Begin Excerpted records

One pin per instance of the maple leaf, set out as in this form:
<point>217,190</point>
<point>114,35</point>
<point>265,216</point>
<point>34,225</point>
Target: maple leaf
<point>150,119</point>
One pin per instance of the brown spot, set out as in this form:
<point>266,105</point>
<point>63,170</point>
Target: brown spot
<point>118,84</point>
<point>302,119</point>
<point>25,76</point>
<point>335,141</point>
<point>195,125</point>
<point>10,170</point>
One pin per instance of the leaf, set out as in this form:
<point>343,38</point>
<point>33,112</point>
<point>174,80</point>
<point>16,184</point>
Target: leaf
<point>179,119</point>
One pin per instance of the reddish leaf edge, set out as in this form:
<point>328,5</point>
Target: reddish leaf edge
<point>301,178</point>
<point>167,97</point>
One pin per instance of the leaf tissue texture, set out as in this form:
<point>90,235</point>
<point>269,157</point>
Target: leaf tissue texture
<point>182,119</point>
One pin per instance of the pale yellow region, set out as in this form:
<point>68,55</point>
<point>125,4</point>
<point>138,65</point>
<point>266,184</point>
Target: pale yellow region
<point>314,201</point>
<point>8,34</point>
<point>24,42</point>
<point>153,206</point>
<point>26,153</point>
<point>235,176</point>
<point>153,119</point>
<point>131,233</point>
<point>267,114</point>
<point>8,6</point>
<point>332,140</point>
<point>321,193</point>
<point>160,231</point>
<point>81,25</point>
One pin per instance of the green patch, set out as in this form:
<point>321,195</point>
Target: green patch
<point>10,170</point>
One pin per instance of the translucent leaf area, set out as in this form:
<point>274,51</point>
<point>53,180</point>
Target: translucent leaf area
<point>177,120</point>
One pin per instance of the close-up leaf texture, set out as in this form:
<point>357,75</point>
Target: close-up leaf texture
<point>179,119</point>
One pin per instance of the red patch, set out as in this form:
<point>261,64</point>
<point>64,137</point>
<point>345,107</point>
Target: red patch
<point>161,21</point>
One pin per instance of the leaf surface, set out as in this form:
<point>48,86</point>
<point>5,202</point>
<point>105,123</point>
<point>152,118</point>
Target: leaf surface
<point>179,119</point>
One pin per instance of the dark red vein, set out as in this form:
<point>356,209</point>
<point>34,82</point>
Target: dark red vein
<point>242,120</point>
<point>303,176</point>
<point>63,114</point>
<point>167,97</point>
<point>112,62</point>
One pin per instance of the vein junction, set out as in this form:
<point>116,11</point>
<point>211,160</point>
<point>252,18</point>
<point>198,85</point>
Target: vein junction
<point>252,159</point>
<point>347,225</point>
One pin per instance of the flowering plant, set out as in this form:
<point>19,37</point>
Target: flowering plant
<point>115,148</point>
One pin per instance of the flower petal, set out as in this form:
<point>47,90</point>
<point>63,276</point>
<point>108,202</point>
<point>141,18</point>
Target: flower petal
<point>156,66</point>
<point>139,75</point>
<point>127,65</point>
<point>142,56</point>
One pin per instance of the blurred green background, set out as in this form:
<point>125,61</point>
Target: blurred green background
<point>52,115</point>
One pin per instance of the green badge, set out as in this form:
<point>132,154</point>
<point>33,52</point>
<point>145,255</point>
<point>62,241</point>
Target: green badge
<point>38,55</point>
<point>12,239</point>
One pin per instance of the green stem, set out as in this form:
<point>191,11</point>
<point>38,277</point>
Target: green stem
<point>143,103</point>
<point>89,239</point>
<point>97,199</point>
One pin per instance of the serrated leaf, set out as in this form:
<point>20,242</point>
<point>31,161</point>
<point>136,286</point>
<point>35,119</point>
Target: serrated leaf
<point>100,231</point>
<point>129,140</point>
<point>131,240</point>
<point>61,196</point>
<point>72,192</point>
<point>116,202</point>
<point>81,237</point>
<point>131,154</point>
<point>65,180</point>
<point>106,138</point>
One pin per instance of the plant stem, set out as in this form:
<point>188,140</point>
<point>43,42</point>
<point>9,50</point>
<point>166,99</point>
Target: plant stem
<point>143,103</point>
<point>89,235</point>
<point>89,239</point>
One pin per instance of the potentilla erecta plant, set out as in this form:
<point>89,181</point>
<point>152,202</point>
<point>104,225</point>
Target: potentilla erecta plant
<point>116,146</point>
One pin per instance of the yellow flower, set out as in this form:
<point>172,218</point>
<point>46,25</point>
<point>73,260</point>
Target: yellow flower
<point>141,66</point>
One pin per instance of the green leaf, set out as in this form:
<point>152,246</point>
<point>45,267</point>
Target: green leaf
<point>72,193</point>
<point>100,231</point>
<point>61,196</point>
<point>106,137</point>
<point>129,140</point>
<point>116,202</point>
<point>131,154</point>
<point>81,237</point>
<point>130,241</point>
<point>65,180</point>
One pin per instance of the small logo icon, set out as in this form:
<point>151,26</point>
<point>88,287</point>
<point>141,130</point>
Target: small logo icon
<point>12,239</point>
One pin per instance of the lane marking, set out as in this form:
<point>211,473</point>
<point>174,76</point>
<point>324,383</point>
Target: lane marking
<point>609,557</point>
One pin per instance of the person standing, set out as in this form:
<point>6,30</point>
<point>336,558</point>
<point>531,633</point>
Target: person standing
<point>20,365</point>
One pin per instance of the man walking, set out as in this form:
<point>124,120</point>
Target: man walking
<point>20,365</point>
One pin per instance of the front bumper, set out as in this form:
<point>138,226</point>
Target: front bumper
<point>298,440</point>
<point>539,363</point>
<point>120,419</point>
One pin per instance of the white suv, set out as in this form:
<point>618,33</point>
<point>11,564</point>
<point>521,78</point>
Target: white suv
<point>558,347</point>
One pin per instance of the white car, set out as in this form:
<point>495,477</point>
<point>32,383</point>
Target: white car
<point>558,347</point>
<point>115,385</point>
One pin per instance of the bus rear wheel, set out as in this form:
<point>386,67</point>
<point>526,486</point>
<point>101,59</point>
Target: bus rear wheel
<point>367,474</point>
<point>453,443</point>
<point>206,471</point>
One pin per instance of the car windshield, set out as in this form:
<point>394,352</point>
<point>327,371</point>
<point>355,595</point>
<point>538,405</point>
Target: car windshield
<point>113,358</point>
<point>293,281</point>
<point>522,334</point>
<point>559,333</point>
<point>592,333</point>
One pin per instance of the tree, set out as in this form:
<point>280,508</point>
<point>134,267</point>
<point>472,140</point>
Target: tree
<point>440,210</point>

End Excerpted records

Written instruction »
Update the rows above by replacing "set out as in this form" with "formatted like this" in every place it occurs, and reproduce them with nothing else changed.

In response »
One pin per instance of the maple leaf, formatted like this:
<point>217,190</point>
<point>114,35</point>
<point>265,216</point>
<point>34,225</point>
Target: maple leaf
<point>150,119</point>
One pin per instance of the brown spot, formatted like this:
<point>266,105</point>
<point>63,170</point>
Target: brown spot
<point>118,84</point>
<point>302,119</point>
<point>25,76</point>
<point>335,141</point>
<point>195,125</point>
<point>10,170</point>
One pin per instance of the leaf, formatted like this:
<point>343,38</point>
<point>33,112</point>
<point>174,80</point>
<point>16,184</point>
Target: leaf
<point>179,119</point>
One pin per instance of the reddish leaf edge, formatted like this:
<point>328,5</point>
Target: reddish leaf edge
<point>301,178</point>
<point>167,97</point>
One pin per instance of the leaf tissue texture, formatted like this:
<point>90,235</point>
<point>269,157</point>
Target: leaf tissue texture
<point>182,119</point>
One pin per instance of the pale yellow region, formatted like this:
<point>68,55</point>
<point>125,4</point>
<point>138,65</point>
<point>266,184</point>
Target: pale yellow region
<point>314,201</point>
<point>8,34</point>
<point>24,42</point>
<point>153,206</point>
<point>26,153</point>
<point>235,176</point>
<point>153,119</point>
<point>131,233</point>
<point>267,114</point>
<point>8,6</point>
<point>332,140</point>
<point>321,193</point>
<point>160,231</point>
<point>81,25</point>
One pin per instance of the green patch, formatted like this:
<point>321,195</point>
Target: green patch
<point>10,170</point>
One pin per instance of the translucent leaf area, formatted like this:
<point>274,51</point>
<point>53,180</point>
Target: translucent leaf area
<point>177,120</point>
One pin per instance of the close-up leaf texture, formatted like this:
<point>357,75</point>
Target: close-up leaf texture
<point>179,119</point>
One pin per instance of the red patch, formatted like this:
<point>261,64</point>
<point>64,137</point>
<point>345,107</point>
Target: red patch
<point>161,21</point>
One pin per instance of the leaf surface, formatted like this:
<point>48,86</point>
<point>5,202</point>
<point>105,123</point>
<point>152,118</point>
Target: leaf surface
<point>179,119</point>
One pin per instance of the dark red vein, formatted like this:
<point>356,209</point>
<point>34,82</point>
Target: dark red vein
<point>242,120</point>
<point>303,176</point>
<point>63,114</point>
<point>167,97</point>
<point>112,62</point>
One pin per instance of the vein junction, formatted like this:
<point>116,11</point>
<point>211,160</point>
<point>252,18</point>
<point>198,85</point>
Target: vein junction
<point>252,159</point>
<point>347,225</point>
One pin per instance of the flowering plant, formatted like this:
<point>19,37</point>
Target: flowering plant
<point>115,148</point>
One pin per instance of the flower petal, formatted like this:
<point>47,90</point>
<point>63,276</point>
<point>108,202</point>
<point>141,18</point>
Target: flower petal
<point>156,66</point>
<point>139,75</point>
<point>127,65</point>
<point>142,56</point>
One pin per instance of the blurred green background, formatted like this:
<point>125,61</point>
Target: blurred green background
<point>52,115</point>
One pin per instance of the green badge, formatted like this:
<point>132,154</point>
<point>33,52</point>
<point>145,255</point>
<point>62,241</point>
Target: green badge
<point>38,55</point>
<point>12,239</point>
One pin per instance of the green stem, formatted like this:
<point>191,11</point>
<point>38,277</point>
Target: green stem
<point>143,103</point>
<point>89,239</point>
<point>97,199</point>
One pin per instance of the serrated leaf, formatted like this:
<point>20,242</point>
<point>31,161</point>
<point>136,286</point>
<point>35,119</point>
Target: serrated leaf
<point>100,231</point>
<point>129,140</point>
<point>131,240</point>
<point>61,196</point>
<point>72,192</point>
<point>116,202</point>
<point>81,237</point>
<point>131,154</point>
<point>65,180</point>
<point>106,138</point>
One pin per instance of the plant stem, formatted like this:
<point>188,140</point>
<point>43,42</point>
<point>9,50</point>
<point>166,99</point>
Target: plant stem
<point>143,103</point>
<point>89,235</point>
<point>89,239</point>
One pin per instance of the potentilla erecta plant, formatted like this:
<point>89,181</point>
<point>152,202</point>
<point>104,225</point>
Target: potentilla erecta plant
<point>116,146</point>
One pin per instance of the yellow flower, formatted like this:
<point>172,218</point>
<point>46,25</point>
<point>73,260</point>
Target: yellow flower
<point>141,66</point>
One pin per instance of the green leaf, formatted like this:
<point>152,246</point>
<point>45,267</point>
Target: green leaf
<point>72,193</point>
<point>100,231</point>
<point>61,196</point>
<point>106,137</point>
<point>129,140</point>
<point>116,202</point>
<point>131,154</point>
<point>81,237</point>
<point>130,241</point>
<point>65,180</point>
One pin per instance of the small logo icon, formatted like this:
<point>151,26</point>
<point>88,287</point>
<point>141,130</point>
Target: small logo icon
<point>12,239</point>
One pin per instance of the lane marking, formatted like this:
<point>211,473</point>
<point>174,76</point>
<point>324,383</point>
Target: lane marking
<point>609,557</point>
One pin per instance of the person standing, formatted like this:
<point>6,30</point>
<point>336,558</point>
<point>531,633</point>
Target: person standing
<point>20,365</point>
One pin per instance of the man walking, formatted like this:
<point>124,120</point>
Target: man walking
<point>20,365</point>
One pin per instance of the front bumper, formatted like this:
<point>138,226</point>
Target: front bumper
<point>298,440</point>
<point>539,363</point>
<point>120,419</point>
One pin per instance of the white suv, formatted like this:
<point>618,33</point>
<point>11,564</point>
<point>521,78</point>
Target: white suv
<point>558,347</point>
One pin per instance of the white car, formatted like this:
<point>495,477</point>
<point>32,383</point>
Target: white car
<point>558,347</point>
<point>115,385</point>
One pin per instance of the bus rear wheel, formatted like this:
<point>386,67</point>
<point>526,486</point>
<point>101,59</point>
Target: bus rear wheel
<point>367,474</point>
<point>453,443</point>
<point>206,471</point>
One pin per instance of the car windshield, formatted like this:
<point>394,352</point>
<point>327,371</point>
<point>355,595</point>
<point>538,405</point>
Target: car windshield
<point>113,358</point>
<point>293,281</point>
<point>522,334</point>
<point>559,333</point>
<point>592,333</point>
One pin per instance of the tree, formatted like this:
<point>280,508</point>
<point>134,267</point>
<point>472,140</point>
Target: tree
<point>440,210</point>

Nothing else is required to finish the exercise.